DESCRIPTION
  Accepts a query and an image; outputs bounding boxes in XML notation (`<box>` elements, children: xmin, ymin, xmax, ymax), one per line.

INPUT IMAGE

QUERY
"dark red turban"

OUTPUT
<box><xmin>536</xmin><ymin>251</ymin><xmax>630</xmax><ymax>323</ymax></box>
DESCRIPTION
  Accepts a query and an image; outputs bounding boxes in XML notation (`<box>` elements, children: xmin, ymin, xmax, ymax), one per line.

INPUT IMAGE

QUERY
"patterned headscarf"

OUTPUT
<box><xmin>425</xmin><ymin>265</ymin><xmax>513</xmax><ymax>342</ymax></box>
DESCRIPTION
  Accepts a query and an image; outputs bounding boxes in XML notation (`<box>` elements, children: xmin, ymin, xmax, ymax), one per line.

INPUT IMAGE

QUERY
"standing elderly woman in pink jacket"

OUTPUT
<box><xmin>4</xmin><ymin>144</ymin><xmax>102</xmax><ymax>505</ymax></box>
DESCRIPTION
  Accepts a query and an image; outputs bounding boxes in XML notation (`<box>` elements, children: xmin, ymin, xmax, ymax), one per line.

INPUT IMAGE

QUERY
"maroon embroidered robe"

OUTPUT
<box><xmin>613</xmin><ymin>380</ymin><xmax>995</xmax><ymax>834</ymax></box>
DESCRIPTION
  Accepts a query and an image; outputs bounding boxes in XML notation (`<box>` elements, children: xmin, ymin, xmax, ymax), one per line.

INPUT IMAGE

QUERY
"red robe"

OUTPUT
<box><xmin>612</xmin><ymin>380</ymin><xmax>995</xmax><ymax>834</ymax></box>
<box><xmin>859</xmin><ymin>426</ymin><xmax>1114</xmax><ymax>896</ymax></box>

=== Task brief ===
Copy the records above and put "gown" in place of every "robe". Leave everything else unchanged.

=== Output below ===
DESCRIPTION
  Accepts a query and an image; outputs bounding boxes in XML notation (`<box>` elements, children: xmin, ymin, xmax, ymax), one per line.

INPUT IMAGE

QUERY
"dark red turban"

OUTPUT
<box><xmin>536</xmin><ymin>251</ymin><xmax>630</xmax><ymax>323</ymax></box>
DESCRIPTION
  Accepts a query and an image; outputs bounding boxes in XML notation (`<box>` elements, children: xmin, ymin, xmax, ymax), one per line.

INPUT IMAGE

QUERY
"patterned headscarf"

OUTPUT
<box><xmin>425</xmin><ymin>265</ymin><xmax>513</xmax><ymax>342</ymax></box>
DESCRIPTION
  Accepts a query and an image; outputs bounding boxes in XML notation (`<box>` elements, children: xmin, ymin, xmax, ymax), one per line.

INPUT IMAGE

QUERY
"standing elderly woman in pink jacket"

OUTPUT
<box><xmin>4</xmin><ymin>144</ymin><xmax>102</xmax><ymax>505</ymax></box>
DESCRIPTION
  Accepts a query and an image; outputs bounding boxes in XML notation (`<box>` elements, children: xmin, ymin, xmax, ymax), one per line.

INPUT IMAGE

QUERY
"maroon embroidered gown"

OUTPUT
<box><xmin>613</xmin><ymin>380</ymin><xmax>995</xmax><ymax>834</ymax></box>
DESCRIPTION
  Accepts a query and an image; outputs bounding boxes in XML notation (`<box>` elements, children: xmin, ymin, xmax, ymax), one per line.

INPUT IMAGE

QUERY
"red gown"

OUTPUT
<box><xmin>612</xmin><ymin>380</ymin><xmax>995</xmax><ymax>834</ymax></box>
<box><xmin>859</xmin><ymin>426</ymin><xmax>1114</xmax><ymax>896</ymax></box>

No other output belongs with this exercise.